— START OF Given passage —

I have difficulties this part $\frac{x^2}{y^2-x^2}=\frac{25}{39}$ --> $\frac{x^2}{y^2}=\frac{25}{64}$
How do you get it?

hello generis

i am honored to tag you and ask you three questions

Q # 1: SEE BELOW Q # 2: SEE BELOW Q # 3: SEE BELOW

Many thanks and have an awesome weekend !

P.S.

by the way in your signature isnt there a SC issue ?

OMG you are irrepressible.

Hi dave13 -
Your second question is hard to answer.
I cannot tell whether you are following the algebra.
Others have had a hard time. Maybe this write-up will help.

I am assigning capital letter variables in order to write as abbreviated an
answer as possible.
Let P = the whole PLAQUE (which is a "big square"). Area of $P = y^2$
Let B = the square BRASS inlay (which is a "little square). Area of $B = x^2$
Let W = the WOODEN part (which is a uniform strip, like a "frame"). Area of $W = y^2-x^2$

Quote:

Q # 1: i reviewed whole thread and all explanations but cant understand why do we divide by 2 here $\frac{y-x}{2}$?

Short answer: because there are TWO border widths between $y$ and $x$. TAKE A LOOK:

Attachment:

woodenborder.png [ 8.24 KiB | Viewed 8842 times ]

We are solving for the width of the border.
Does (side y) - (side x) = width of border?
No. $(y - x)$ = TWO times the width of the border

Why? On EACH side of $x$, there is one border width, $w$:
$y = w + x + w$
$y - x = 2w$
$w = \frac{y-x}{2}$

Try drawing the diagram. Let's say $x = 2, y = 4$, and width of wooden frame, W = 1 (write values in)
Does $(y - x)$ = width of wooden border? $(y-x) = 2. W = 1$. Not correct.
$(y - x) = 2$ * width of the wooden border.
Width of border therefore equals $\frac{y-x}{2}=\frac{4-2}{2}=1$

Quote:

Q # 2: why do we subtract $x^2$from $y^2$ here in the denominator $\frac{x^2}{y^2-x^2}$ ? we know that ratio is $\frac{25}{39}$, why to subtract ?

Short answer: We subtract because
1) $y^2 - x^2$ equals the area of the wooden part, which
2) is the bottom part of the ratio given by the prompt
(I think you may be slightly confused about area of "the wooden part." It's the frame, the thin strip.)

— END OF Given passage —
— START OF Records provided —

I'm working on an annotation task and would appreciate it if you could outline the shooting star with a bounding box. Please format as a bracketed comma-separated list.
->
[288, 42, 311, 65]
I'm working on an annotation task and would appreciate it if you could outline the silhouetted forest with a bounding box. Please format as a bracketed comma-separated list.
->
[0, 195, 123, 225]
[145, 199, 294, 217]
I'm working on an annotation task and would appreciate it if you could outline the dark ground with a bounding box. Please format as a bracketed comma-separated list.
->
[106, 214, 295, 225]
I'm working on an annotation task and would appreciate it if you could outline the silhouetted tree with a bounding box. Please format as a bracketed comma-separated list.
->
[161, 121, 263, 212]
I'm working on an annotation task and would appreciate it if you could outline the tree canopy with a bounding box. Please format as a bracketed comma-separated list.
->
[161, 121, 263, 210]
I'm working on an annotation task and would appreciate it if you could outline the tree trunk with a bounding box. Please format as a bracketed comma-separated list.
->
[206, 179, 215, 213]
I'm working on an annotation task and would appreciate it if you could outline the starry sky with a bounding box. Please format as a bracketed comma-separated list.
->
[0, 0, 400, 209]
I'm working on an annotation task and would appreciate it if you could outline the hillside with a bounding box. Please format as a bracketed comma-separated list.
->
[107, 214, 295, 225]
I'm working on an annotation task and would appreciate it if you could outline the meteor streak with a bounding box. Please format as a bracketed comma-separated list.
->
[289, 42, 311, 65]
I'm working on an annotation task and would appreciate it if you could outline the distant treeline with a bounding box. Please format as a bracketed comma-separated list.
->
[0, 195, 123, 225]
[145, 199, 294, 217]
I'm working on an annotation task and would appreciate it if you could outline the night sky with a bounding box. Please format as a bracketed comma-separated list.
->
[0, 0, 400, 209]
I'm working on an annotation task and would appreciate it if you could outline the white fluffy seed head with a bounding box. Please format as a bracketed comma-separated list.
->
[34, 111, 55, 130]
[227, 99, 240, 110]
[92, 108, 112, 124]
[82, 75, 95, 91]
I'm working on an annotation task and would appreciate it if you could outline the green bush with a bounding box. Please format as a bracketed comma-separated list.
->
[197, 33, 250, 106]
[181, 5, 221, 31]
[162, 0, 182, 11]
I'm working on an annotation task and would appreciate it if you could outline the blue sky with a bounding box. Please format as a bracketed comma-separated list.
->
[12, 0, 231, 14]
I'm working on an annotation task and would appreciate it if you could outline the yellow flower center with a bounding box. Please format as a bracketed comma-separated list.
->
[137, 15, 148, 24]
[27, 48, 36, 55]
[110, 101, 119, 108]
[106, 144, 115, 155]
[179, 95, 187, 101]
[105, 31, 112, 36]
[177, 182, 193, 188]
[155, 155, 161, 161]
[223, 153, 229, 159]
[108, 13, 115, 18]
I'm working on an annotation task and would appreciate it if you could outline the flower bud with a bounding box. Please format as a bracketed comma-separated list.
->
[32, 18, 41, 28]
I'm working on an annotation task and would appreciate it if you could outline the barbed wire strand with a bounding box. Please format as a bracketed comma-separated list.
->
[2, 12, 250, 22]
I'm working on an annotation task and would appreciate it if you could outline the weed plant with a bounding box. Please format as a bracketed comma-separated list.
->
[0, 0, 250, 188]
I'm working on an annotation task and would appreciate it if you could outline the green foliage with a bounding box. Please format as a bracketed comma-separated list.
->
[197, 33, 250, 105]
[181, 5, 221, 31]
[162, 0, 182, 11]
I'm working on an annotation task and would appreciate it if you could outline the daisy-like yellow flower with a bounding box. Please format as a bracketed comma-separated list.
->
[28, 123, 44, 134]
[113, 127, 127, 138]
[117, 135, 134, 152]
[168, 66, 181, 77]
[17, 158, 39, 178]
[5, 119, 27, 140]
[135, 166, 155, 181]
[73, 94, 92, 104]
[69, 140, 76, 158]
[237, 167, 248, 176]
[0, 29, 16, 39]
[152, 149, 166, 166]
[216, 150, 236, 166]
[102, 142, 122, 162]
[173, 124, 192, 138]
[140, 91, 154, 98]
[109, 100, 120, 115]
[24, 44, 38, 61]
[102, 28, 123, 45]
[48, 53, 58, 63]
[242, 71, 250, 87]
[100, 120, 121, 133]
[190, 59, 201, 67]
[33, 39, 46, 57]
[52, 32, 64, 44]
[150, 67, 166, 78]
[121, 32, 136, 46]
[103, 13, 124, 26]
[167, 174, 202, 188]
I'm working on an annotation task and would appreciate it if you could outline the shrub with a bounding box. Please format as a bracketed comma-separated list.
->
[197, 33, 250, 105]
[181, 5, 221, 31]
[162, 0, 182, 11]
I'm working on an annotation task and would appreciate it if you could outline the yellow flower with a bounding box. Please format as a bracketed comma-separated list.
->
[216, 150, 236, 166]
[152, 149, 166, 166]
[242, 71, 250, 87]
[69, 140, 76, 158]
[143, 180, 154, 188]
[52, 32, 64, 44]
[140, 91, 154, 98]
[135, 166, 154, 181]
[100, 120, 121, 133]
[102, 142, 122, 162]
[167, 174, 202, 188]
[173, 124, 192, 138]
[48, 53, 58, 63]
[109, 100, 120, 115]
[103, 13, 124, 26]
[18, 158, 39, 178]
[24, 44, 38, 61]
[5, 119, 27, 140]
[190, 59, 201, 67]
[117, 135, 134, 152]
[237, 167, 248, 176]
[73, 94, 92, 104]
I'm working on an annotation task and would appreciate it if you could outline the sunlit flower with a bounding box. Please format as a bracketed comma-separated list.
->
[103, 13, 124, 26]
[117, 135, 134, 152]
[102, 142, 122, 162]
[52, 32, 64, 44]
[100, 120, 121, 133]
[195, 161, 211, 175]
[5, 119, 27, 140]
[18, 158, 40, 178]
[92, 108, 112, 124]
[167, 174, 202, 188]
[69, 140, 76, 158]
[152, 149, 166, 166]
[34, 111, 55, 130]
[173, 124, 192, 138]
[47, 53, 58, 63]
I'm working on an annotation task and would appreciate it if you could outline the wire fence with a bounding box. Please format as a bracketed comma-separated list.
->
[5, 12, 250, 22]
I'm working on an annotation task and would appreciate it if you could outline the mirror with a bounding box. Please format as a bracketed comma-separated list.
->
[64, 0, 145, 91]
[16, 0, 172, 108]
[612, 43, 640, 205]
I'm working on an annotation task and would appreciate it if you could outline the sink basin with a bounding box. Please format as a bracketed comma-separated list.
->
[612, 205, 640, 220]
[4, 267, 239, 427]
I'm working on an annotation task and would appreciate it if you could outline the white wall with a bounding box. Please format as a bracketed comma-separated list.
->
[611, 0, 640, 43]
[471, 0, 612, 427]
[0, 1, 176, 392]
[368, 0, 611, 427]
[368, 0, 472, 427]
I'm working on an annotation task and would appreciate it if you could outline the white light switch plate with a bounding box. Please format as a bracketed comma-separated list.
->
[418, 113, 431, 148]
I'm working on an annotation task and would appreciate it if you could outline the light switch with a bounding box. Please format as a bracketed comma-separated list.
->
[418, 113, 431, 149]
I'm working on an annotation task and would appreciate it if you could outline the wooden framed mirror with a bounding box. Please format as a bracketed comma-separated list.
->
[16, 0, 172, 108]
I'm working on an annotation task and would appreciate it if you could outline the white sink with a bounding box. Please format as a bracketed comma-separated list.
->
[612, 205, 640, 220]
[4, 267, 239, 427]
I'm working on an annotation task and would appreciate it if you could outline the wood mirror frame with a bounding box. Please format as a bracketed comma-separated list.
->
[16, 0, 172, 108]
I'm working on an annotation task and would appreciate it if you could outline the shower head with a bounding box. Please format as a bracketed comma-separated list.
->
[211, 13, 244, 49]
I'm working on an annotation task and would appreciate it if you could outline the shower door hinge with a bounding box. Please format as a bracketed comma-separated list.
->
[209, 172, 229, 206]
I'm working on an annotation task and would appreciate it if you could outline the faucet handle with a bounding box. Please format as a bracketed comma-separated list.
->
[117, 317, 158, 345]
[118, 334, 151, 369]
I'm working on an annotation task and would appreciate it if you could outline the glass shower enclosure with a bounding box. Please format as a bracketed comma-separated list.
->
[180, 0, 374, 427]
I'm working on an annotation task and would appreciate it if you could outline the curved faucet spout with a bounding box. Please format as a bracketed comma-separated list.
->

— END OF Records provided —

• **Problems and tasks**:
1. Echo the forum thread word for word, everything from "Q # 2: why do" down to "the thin strip.)".
2. Answer these questions using the forum thread.
(a) What is the area of the wooden part W?
(b) In the example for drawing the diagram, what values are given for x and y?
(c) How many border widths lie between y and x?
Use only the forum thread, not the rows.

• **Exercise solutions**:
1.
Q # 2: why do we subtract $x^2$from $y^2$ here in the denominator $\frac{x^2}{y^2-x^2}$ ? we know that ratio is $\frac{25}{39}$, why to subtract ?

Short answer: We subtract because
1) $y^2 - x^2$ equals the area of the wooden part, which
2) is the bottom part of the ratio given by the prompt
(I think you may be slightly confused about area of "the wooden part." It's the frame, the thin strip.)

2.
(a) y^2 - x^2
(b) x = 2 and y = 4
(c) Two